What the exercise asks: Down to the final line, reproduce the entries that follow exactly.

Saved entries:

*** Block opens ***

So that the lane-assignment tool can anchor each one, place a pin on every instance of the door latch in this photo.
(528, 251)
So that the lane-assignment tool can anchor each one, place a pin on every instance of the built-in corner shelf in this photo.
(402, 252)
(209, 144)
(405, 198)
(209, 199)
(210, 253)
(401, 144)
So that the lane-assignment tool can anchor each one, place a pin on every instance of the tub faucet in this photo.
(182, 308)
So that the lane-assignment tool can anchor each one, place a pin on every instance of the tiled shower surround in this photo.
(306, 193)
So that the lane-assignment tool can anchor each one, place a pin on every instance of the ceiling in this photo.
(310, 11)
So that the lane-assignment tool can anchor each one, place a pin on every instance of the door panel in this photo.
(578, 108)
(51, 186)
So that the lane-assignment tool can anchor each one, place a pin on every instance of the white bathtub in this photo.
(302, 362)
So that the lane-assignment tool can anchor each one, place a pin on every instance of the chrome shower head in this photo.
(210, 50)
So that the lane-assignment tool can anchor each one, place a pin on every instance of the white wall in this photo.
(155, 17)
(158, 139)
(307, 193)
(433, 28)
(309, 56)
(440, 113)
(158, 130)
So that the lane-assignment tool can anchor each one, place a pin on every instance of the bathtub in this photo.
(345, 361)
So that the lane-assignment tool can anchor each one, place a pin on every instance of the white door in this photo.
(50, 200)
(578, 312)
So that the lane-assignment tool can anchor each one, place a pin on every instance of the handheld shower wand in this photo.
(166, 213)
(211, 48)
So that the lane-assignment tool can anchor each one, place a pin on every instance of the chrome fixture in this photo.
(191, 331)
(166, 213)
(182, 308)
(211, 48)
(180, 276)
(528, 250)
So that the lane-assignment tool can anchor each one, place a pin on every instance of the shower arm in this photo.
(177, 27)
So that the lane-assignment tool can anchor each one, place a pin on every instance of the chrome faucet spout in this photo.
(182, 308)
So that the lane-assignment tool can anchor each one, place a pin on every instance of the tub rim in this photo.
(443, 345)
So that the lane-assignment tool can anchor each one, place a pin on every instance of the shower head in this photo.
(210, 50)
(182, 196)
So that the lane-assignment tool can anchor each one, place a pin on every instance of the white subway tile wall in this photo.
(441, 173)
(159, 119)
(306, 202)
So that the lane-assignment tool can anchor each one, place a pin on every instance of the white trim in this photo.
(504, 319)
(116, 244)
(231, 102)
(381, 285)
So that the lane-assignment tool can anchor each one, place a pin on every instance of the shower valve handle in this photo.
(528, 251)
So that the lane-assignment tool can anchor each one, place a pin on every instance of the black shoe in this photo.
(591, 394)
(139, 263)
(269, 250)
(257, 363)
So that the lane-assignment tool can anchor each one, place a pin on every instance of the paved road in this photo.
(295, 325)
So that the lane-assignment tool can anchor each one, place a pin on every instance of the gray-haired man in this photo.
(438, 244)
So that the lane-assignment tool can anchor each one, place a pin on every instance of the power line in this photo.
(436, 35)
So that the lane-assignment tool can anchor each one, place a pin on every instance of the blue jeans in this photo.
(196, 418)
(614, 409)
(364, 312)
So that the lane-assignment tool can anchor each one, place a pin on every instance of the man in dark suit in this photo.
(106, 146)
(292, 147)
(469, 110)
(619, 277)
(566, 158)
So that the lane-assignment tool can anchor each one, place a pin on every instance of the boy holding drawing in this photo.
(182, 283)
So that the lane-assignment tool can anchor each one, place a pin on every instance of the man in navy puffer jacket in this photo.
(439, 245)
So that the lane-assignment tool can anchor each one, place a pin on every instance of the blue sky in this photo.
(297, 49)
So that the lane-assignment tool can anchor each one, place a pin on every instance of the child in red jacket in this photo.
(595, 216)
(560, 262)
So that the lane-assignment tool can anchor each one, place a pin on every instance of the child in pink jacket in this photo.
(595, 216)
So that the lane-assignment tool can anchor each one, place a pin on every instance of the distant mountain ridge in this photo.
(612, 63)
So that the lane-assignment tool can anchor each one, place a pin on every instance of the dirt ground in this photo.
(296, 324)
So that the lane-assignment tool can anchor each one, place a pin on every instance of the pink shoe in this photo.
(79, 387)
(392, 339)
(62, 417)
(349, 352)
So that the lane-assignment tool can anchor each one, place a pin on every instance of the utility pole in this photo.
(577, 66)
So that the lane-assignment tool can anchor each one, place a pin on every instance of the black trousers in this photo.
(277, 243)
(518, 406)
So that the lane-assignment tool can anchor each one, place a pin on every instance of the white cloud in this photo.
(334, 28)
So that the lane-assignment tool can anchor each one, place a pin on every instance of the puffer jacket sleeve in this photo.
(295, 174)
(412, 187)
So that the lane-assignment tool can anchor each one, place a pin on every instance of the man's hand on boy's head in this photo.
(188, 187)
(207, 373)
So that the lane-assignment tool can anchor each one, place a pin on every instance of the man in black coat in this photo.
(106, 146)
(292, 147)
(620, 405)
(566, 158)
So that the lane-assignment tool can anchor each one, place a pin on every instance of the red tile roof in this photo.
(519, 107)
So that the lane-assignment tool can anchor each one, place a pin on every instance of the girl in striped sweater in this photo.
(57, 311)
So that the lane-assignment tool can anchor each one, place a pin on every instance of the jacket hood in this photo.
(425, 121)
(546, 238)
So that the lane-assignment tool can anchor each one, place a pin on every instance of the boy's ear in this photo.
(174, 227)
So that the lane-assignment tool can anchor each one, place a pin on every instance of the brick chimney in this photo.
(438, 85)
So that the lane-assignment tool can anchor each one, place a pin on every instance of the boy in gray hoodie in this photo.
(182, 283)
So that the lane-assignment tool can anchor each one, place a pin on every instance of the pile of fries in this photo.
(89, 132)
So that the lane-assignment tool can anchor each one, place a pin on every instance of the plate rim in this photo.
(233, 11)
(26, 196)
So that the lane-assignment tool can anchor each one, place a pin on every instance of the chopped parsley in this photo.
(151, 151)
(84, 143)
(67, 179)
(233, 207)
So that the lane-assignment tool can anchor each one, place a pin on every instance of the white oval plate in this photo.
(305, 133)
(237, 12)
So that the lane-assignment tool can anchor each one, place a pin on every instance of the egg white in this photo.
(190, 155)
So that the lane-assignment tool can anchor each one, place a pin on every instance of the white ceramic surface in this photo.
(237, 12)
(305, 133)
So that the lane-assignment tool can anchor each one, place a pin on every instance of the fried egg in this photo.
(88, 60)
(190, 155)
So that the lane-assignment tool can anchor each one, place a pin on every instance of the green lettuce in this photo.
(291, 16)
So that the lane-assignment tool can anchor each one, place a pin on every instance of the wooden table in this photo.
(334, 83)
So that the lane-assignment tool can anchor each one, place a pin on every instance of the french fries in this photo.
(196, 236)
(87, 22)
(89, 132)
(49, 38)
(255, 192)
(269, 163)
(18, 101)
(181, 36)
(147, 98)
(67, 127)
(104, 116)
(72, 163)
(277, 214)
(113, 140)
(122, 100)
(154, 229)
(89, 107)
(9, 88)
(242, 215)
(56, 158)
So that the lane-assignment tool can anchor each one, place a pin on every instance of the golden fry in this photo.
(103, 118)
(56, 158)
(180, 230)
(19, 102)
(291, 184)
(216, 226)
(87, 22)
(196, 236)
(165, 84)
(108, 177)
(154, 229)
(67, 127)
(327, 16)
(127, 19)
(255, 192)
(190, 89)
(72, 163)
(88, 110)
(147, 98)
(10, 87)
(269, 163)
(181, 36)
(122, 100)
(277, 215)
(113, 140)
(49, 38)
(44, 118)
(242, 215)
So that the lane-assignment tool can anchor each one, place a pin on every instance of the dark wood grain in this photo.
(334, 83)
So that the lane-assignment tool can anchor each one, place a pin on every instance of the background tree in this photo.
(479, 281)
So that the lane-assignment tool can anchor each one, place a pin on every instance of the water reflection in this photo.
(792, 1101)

*** Block closes ***

Output:
So that the lane-assignment tool can anchor each one, place a pin on every instance of the door latch in this photo.
(528, 251)
So that the lane-assignment tool can anchor each one, place a pin on every instance of the built-in corner shelf in this photo.
(402, 252)
(209, 144)
(405, 198)
(209, 199)
(210, 253)
(401, 144)
So that the lane-assignment tool can anchor each one, place a pin on every instance of the tub faucet in this photo.
(182, 308)
So that the lane-assignment tool can anchor each one, place a pin on every instance of the tiled shower surround in this photo.
(306, 193)
So that the lane-assignment tool can anchor each one, place a pin on every instance of the ceiling in this photo.
(310, 11)
So that the lane-assignment tool can anchor each one, place a pin on every instance of the door panel in this photo.
(578, 108)
(51, 186)
So that the lane-assignment tool can anchor each one, place a pin on every instance of the white bathtub in this photo.
(302, 362)
So that the lane-assignment tool can anchor each one, place a pin on every instance of the chrome shower head in this photo.
(210, 50)
So that the lane-assignment tool can anchor each one, place a pin on every instance of the white wall in this photo.
(155, 17)
(158, 139)
(307, 193)
(433, 28)
(309, 56)
(440, 113)
(158, 130)
So that the lane-assignment tool can anchor each one, place a pin on every instance of the bathtub in this photo.
(345, 361)
So that the lane-assignment tool can anchor each one, place a pin on every instance of the white door in this photo.
(50, 200)
(578, 312)
So that the lane-assignment tool can anchor each one, place a pin on every instance of the handheld shower wand in this photo.
(166, 213)
(211, 48)
So that the lane-assignment tool can anchor each one, place a pin on every instance of the chrome fixture in this photo.
(191, 331)
(166, 213)
(182, 308)
(211, 48)
(180, 276)
(528, 250)
So that the lane-assignment tool can anchor each one, place a pin on every instance of the shower arm in this photo.
(177, 27)
So that the lane-assignment tool can anchor each one, place a pin on every instance of the chrome faucet spout in this photo.
(182, 308)
So that the lane-assignment tool can anchor each one, place a pin on every instance of the tub rim in this photo.
(443, 345)
So that the lane-assignment tool can anchor each one, place a pin on every instance of the shower head in this photo.
(210, 50)
(182, 196)
So that the lane-assignment tool can anchor each one, place a pin on every instance of the white subway tile wall in this photo.
(441, 173)
(159, 119)
(306, 202)
So that the lane-assignment tool can anchor each one, place a pin on every instance of the white trim in this photo.
(504, 319)
(116, 244)
(231, 102)
(381, 285)
So that the lane-assignment tool can anchor each one, place a pin on every instance of the shower valve handle in this photo.
(528, 251)
So that the lane-assignment tool can anchor each one, place a pin on every instance of the black shoe in this photo.
(591, 394)
(139, 263)
(269, 250)
(257, 363)
So that the lane-assignment tool can anchor each one, place a pin on every instance of the paved road in this photo.
(295, 325)
So that the lane-assignment tool can anchor each one, place a pin on every instance of the gray-haired man in this photo.
(438, 244)
So that the lane-assignment tool can anchor each one, place a pin on every instance of the power line in this photo.
(436, 35)
So that the lane-assignment tool can anchor each one, place a pin on every instance of the blue jeans in this photo.
(196, 418)
(614, 409)
(364, 312)
So that the lane-assignment tool can anchor each one, place a pin on every instance of the man in dark suit in this photo.
(106, 146)
(292, 147)
(469, 110)
(619, 277)
(566, 158)
So that the lane-assignment tool can anchor each one, place a pin on every instance of the boy holding drawing in this photo.
(182, 283)
So that the lane-assignment tool can anchor each one, place a pin on every instance of the man in navy puffer jacket in this photo.
(439, 245)
So that the lane-assignment tool can anchor each one, place a pin on every instance of the blue sky in this photo.
(297, 49)
So that the lane-assignment tool can anchor each one, place a pin on every instance of the child in red jacket in this photo.
(595, 216)
(560, 262)
So that the lane-assignment tool can anchor each one, place a pin on every instance of the child in pink jacket in this photo.
(595, 216)
So that the lane-assignment tool can anchor each one, place a pin on every instance of the distant mountain ridge in this photo.
(612, 63)
So that the lane-assignment tool can anchor each one, place a pin on every instance of the dirt ground in this photo.
(296, 324)
So that the lane-assignment tool can anchor each one, place a pin on every instance of the pink shoe in this photo.
(79, 387)
(392, 339)
(62, 417)
(349, 352)
So that the lane-assignment tool can anchor each one, place a pin on every instance of the utility pole in this photo.
(577, 66)
So that the lane-assignment tool can anchor each one, place a pin on every instance of the black trousers in this photo.
(277, 243)
(518, 406)
So that the lane-assignment tool can anchor each one, place a pin on every instance of the white cloud in this photo.
(334, 28)
So that the lane-assignment tool can anchor each one, place a pin on every instance of the puffer jacket sleeve in this photo.
(295, 174)
(412, 187)
So that the lane-assignment tool can anchor each one, place a pin on every instance of the man's hand on boy's head in this photo.
(188, 187)
(207, 373)
So that the lane-assignment tool can anchor each one, place a pin on every instance of the man in black coat in this photo.
(106, 146)
(292, 147)
(620, 405)
(566, 158)
So that the lane-assignment tool can anchor each one, place a pin on every instance of the red tile roof in this photo.
(519, 107)
So that the lane-assignment tool can anchor each one, place a pin on every instance of the girl in striped sweater in this photo.
(57, 311)
So that the lane-assignment tool can anchor each one, place a pin on every instance of the jacket hood in this photo.
(425, 121)
(546, 238)
So that the lane-assignment tool can anchor each one, place a pin on every instance of the boy's ear in this photo.
(174, 227)
So that the lane-assignment tool can anchor each one, place a pin on every instance of the brick chimney in this photo.
(438, 85)
So that the lane-assignment tool can anchor each one, place a pin on every instance of the boy in gray hoodie in this photo.
(182, 283)
So that the lane-assignment tool can anchor each one, place a pin on every instance of the pile of fries in this photo.
(89, 132)
So that the lane-assignment tool can anchor each one, place a pin on every instance of the plate rim in this photo.
(233, 11)
(26, 196)
So that the lane-assignment tool can anchor each one, place a pin on every instance of the chopped parsley in this photo.
(151, 151)
(84, 143)
(67, 179)
(233, 207)
So that the lane-assignment tool can anchor each one, place a pin on every instance of the white oval plate in this photo.
(305, 133)
(237, 12)
So that the lane-assignment tool can anchor each one, place a pin on every instance of the egg white in this photo.
(190, 155)
So that the lane-assignment tool can anchor each one, place a pin on every instance of the white ceramic surface in this photo.
(237, 12)
(305, 133)
So that the lane-assignment tool can anchor each one, place a pin on every instance of the fried egg in this photo.
(88, 60)
(190, 155)
So that the lane-assignment tool can anchor each one, place a pin on every instance of the green lettuce in this photo.
(291, 16)
So that the lane-assignment tool can anchor each one, place a pin on every instance of the wooden table in this photo.
(334, 83)
So that the lane-assignment tool can anchor each one, place a pin on every instance of the french fries in this photo.
(196, 236)
(87, 22)
(89, 132)
(49, 38)
(255, 192)
(269, 163)
(18, 101)
(181, 36)
(147, 98)
(67, 127)
(104, 116)
(72, 163)
(277, 214)
(113, 140)
(122, 100)
(154, 229)
(89, 107)
(9, 88)
(242, 215)
(56, 158)
So that the lane-assignment tool can anchor each one, place a pin on every instance of the golden fry in this photo.
(103, 118)
(56, 158)
(180, 230)
(19, 102)
(291, 184)
(216, 226)
(87, 22)
(196, 236)
(165, 84)
(108, 177)
(154, 229)
(67, 127)
(327, 16)
(127, 19)
(255, 192)
(190, 89)
(72, 163)
(88, 110)
(147, 98)
(10, 87)
(269, 163)
(181, 36)
(122, 100)
(277, 215)
(113, 140)
(49, 38)
(44, 118)
(242, 215)
So that the lane-assignment tool can anchor each one, place a pin on every instance of the dark wood grain in this photo.
(334, 83)
So that the lane-assignment tool can anchor each one, place a pin on every instance of the background tree in this photo.
(479, 281)
So that the lane-assignment tool can anchor each one, place a pin on every instance of the water reflection in this photo.
(792, 1101)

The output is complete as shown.